* _TASK PROMPT_
Starting at the line that contains "the shallow water" and continuing through the end of the entries, write those lines out again with "ocean wave" swapped for "breaking wave" and nothing else changed. Leave the pictures out of your answer.

+-------+

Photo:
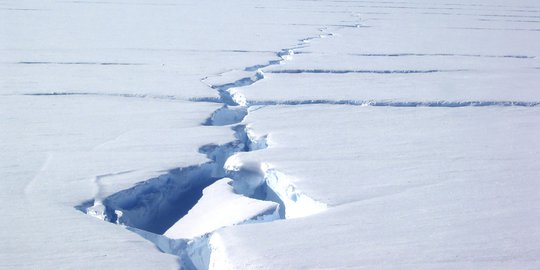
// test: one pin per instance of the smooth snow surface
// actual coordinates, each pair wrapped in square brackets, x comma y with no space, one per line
[270,134]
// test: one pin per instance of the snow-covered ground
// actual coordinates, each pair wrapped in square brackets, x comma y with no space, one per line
[269,134]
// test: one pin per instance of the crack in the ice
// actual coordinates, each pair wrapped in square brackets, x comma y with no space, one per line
[375,103]
[153,206]
[374,71]
[441,54]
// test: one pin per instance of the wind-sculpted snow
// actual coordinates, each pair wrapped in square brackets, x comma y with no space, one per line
[269,134]
[374,103]
[178,204]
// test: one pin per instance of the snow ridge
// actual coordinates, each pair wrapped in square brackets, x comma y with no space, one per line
[153,206]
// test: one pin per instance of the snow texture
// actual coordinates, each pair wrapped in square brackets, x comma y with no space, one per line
[269,134]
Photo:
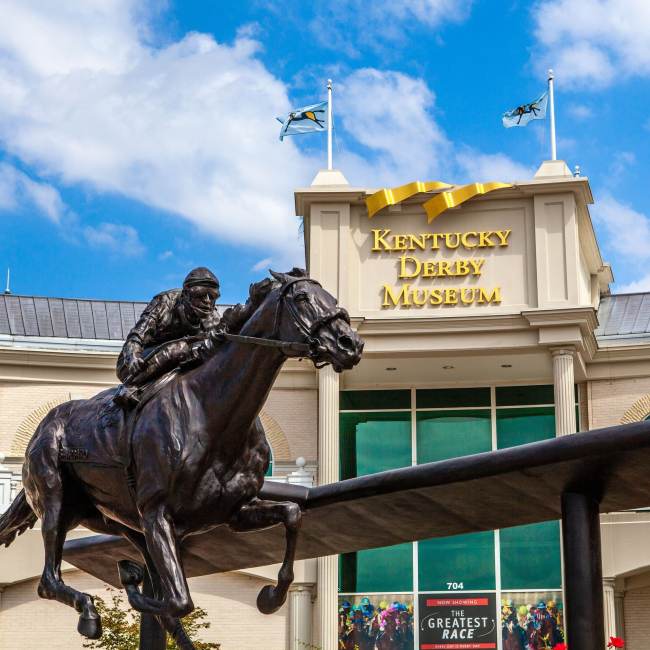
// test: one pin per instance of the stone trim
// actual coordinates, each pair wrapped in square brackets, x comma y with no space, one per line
[638,411]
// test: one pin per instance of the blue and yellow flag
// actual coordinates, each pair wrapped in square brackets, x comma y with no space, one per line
[307,119]
[523,114]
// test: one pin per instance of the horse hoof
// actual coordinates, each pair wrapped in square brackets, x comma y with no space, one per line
[269,600]
[90,627]
[131,573]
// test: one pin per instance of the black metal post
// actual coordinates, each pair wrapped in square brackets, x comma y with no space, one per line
[583,580]
[152,635]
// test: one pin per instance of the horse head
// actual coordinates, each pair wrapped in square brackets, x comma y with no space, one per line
[306,313]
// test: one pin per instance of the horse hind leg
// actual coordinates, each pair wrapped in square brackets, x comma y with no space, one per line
[45,485]
[260,514]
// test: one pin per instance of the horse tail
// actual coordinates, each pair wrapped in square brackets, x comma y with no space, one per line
[17,519]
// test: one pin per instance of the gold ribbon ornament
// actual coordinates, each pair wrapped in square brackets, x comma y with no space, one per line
[434,206]
[393,196]
[438,204]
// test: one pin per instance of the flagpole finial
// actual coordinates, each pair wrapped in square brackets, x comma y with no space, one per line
[329,125]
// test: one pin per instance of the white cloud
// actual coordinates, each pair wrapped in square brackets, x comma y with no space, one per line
[638,286]
[480,167]
[187,128]
[262,265]
[592,42]
[115,238]
[18,190]
[627,232]
[402,137]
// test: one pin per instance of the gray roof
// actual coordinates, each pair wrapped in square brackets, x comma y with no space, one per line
[624,316]
[621,317]
[67,318]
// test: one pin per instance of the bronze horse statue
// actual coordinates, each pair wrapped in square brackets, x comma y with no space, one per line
[192,457]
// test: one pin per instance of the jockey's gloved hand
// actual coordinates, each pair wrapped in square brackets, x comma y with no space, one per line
[136,365]
[217,335]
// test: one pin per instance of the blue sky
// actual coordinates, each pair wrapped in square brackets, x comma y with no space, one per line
[139,139]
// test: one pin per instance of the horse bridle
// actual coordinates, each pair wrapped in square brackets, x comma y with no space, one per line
[313,347]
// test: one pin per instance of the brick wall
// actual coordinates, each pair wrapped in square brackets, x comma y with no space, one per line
[18,400]
[26,621]
[637,622]
[296,411]
[610,399]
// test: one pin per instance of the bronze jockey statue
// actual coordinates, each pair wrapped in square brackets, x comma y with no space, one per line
[176,328]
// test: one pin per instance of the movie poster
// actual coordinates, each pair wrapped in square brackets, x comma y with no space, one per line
[376,622]
[458,622]
[532,620]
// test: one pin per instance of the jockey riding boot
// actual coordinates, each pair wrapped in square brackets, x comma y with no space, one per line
[127,396]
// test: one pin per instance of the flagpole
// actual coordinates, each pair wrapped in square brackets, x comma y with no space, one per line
[329,125]
[551,101]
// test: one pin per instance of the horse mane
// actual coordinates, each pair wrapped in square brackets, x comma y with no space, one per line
[234,318]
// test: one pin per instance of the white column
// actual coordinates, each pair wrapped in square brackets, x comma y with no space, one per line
[328,472]
[300,617]
[619,600]
[609,607]
[564,389]
[5,485]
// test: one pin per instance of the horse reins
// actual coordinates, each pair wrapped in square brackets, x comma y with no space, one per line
[313,345]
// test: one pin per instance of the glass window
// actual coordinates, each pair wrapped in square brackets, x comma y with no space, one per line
[388,569]
[447,434]
[524,395]
[374,400]
[519,426]
[466,560]
[452,397]
[522,612]
[530,557]
[374,442]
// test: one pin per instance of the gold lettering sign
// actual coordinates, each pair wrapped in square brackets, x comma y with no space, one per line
[410,266]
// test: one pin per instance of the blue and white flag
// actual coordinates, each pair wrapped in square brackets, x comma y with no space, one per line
[307,119]
[523,114]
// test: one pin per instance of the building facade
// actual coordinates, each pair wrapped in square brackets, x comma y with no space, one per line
[489,326]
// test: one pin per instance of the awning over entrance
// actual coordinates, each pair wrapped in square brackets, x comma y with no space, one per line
[497,489]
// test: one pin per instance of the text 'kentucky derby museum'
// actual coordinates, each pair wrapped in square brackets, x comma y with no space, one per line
[488,323]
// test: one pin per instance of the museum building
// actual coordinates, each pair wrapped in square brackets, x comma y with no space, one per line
[488,322]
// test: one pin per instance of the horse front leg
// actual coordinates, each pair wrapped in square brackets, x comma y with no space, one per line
[163,555]
[259,514]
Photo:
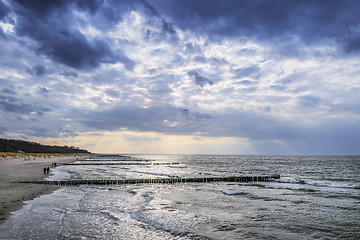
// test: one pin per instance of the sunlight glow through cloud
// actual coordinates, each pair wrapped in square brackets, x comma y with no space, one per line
[183,76]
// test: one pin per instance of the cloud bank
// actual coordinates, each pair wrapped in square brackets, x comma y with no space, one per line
[274,76]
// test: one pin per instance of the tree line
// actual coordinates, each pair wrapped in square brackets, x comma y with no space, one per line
[10,145]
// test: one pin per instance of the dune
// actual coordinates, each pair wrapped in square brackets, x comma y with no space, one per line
[16,168]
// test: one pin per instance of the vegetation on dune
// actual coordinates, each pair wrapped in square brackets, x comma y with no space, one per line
[20,146]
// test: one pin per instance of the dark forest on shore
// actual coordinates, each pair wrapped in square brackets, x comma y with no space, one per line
[10,145]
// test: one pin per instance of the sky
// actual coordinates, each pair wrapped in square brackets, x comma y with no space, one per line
[182,76]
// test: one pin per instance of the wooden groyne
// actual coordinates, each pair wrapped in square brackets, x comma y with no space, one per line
[115,160]
[160,180]
[124,163]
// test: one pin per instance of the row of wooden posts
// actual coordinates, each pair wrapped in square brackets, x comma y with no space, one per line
[160,180]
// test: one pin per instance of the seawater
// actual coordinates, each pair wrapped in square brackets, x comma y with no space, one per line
[317,197]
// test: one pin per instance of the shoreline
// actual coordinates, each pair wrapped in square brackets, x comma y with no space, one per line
[13,171]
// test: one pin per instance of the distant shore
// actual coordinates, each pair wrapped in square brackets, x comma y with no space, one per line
[18,167]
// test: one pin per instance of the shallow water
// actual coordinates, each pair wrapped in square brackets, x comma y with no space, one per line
[317,197]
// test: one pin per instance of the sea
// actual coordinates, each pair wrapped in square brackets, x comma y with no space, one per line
[316,197]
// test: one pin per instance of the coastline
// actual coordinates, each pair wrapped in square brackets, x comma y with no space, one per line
[13,171]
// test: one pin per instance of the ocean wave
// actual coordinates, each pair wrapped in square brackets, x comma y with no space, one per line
[317,183]
[332,185]
[233,192]
[288,187]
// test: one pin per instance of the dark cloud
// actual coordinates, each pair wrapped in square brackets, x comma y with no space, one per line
[49,23]
[4,10]
[37,70]
[70,74]
[44,91]
[12,105]
[8,91]
[245,82]
[252,71]
[308,101]
[111,92]
[199,78]
[3,130]
[145,119]
[270,20]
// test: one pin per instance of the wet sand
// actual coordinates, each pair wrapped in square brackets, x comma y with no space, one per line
[13,193]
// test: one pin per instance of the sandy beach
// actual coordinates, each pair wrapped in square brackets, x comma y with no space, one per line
[13,193]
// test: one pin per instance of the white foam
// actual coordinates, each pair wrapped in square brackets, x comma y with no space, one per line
[233,192]
[332,185]
[284,187]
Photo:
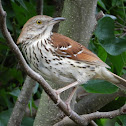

+-------+

* _RESULT OF THIS EXERCISE_
// test: one pin per instance of the shallow water
// actual coordinates, each pair wrapped in square brackets, x comma y with no space, one per line
[317,197]
// test: one pin per instance of the sea
// actual coordinates, each pair wrapped in square brackets, x comma y with no space, one per line
[316,197]
// test: one pin per instance of the coastline
// actual coordinates, each pair wrapped in square brackets, x comma y with no space, one per line
[13,171]
// test: one pin per instance of the breaking wave
// actual coordinates, each pair wrapped in square brackets, x comma y with no space, one per line
[317,183]
[332,185]
[233,192]
[288,187]
// test: one pin per instance of the dark cloud
// actual coordinates, each pair wrapped in square brackets, x comma y with no space, one per line
[49,23]
[4,10]
[37,70]
[70,74]
[44,91]
[12,105]
[8,91]
[245,82]
[252,71]
[308,101]
[111,92]
[199,78]
[3,130]
[145,119]
[270,20]
// test: one pin per instance of the wet sand
// actual coordinates, each pair wrapped in square brackets, x comma y with no space, one per line
[13,193]
// test: one pin per instance of the sandy beach
// actual coordinates, each pair wrapped in square brackets, x comma y with no space, one per line
[13,193]
// test: one pin per instance of the white foam
// actual coordinates, each pair wrapped in square brackets, x comma y with no space, one per line
[233,192]
[332,185]
[284,187]
Photo:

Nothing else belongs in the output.